Tasks to perform:
• a. Please return the passage about LLMs and scholarship from "This is a direction" to "do the same.", copied word for word.
• b. Translate this sentence from the passage about LLMs and scholarship into Spanish: "LLMs can now do that tedious part."
• c. In the passage about LLMs and scholarship, the sentence starting "I’ll take responsibility" names what the writer will take responsibility for. List each of those things.

Source extract:

····················

As LLMs continue to improve, I think that policy will have to be revisited.
While I guess it is true that LLMs cannot take responsibility for their output, I can. I can take responsibility for verifying that an LLM’s translation is accurate, and I can take responsibility for verifying that a statement that an LLM makes and the works it cites to justify the statement are accurate.
In that sense, humans can co-author with an LLM, and at this point, I think that is going to be an inevitable development, because we are quickly approaching a stage where we will be publishing works that are inferior to what LLMs can produce because we insist that human beings do the work.
The paper I am working on is not the only unfinished paper I have. To the contrary, I have a career’s worth of unfinished articles and book manuscripts. Why are they unfinished? In general, I would say that it is because I find the process of discovering information and the argument I want to make from that information much more enjoyable than the more tedious task of documenting that information and the argument.
LLMs can now do that tedious part. So, why not let them? I’ll take responsibility for their statements, translations, and the sources they cite.
This is a direction that I can see we are heading. Yes, there are many scholars who began prior to the LLM age who will continue to work as they always have, but I can’t see how anyone starting out in the LLM age can be convinced to do the same.
As for those in between. . . over time I think more and more will look at that “haram” link and ask, “Wait. Why exactly is it that I’m not supposed to click on it?”

····················

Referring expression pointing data
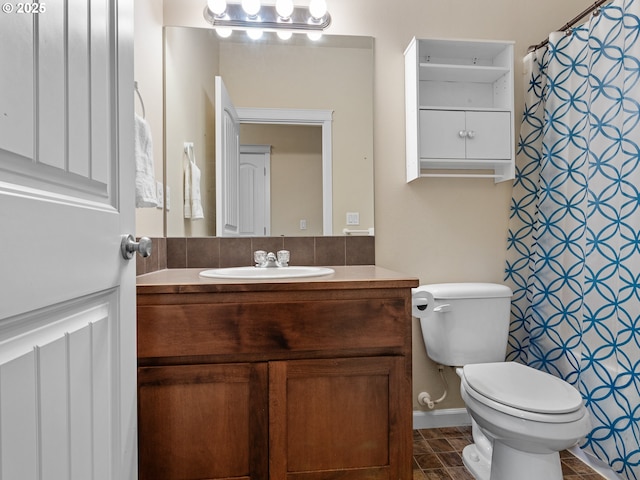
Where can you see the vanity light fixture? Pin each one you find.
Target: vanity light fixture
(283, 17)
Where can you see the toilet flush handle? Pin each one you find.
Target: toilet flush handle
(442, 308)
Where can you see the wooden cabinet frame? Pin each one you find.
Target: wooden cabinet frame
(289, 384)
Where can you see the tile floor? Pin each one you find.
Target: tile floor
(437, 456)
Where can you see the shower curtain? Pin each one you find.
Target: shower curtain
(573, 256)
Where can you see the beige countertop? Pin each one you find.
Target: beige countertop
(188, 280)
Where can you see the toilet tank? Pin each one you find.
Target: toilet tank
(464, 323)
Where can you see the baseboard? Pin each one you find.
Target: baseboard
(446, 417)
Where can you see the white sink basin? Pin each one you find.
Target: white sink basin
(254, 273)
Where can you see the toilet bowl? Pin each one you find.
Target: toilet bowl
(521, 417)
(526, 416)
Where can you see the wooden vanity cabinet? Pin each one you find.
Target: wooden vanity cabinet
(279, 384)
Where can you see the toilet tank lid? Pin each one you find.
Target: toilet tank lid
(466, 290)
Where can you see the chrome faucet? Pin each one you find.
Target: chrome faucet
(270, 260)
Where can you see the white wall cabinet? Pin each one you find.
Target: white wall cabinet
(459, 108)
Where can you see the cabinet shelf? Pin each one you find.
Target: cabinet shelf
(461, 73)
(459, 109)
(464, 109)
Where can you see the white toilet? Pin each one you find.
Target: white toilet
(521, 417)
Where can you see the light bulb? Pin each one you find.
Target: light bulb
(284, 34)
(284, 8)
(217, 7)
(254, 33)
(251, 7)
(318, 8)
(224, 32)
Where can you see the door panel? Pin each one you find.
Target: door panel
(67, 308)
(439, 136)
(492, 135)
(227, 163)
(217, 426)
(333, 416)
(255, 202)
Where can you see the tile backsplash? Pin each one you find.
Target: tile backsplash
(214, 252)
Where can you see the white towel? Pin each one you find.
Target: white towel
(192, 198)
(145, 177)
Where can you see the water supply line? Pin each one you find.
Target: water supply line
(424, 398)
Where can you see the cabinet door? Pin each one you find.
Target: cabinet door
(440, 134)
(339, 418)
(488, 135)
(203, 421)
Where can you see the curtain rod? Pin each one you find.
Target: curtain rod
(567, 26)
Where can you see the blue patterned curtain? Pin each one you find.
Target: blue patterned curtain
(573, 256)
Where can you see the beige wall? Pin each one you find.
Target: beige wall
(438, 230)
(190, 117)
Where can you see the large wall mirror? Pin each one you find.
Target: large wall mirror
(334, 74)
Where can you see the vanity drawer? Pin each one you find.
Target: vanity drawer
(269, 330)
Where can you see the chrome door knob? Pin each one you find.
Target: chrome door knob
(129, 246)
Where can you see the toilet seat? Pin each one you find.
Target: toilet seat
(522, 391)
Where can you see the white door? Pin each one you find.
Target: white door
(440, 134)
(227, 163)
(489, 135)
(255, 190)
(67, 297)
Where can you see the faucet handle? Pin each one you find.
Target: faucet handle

····················

Results:
• a.
This is a direction that I can see we are heading. Yes, there are many scholars who began prior to the LLM age who will continue to work as they always have, but I can’t see how anyone starting out in the LLM age can be convinced to do the same.

• b. Los LLM ahora pueden hacer esa parte tediosa.

• c.
- their statements
- translations
- the sources they cite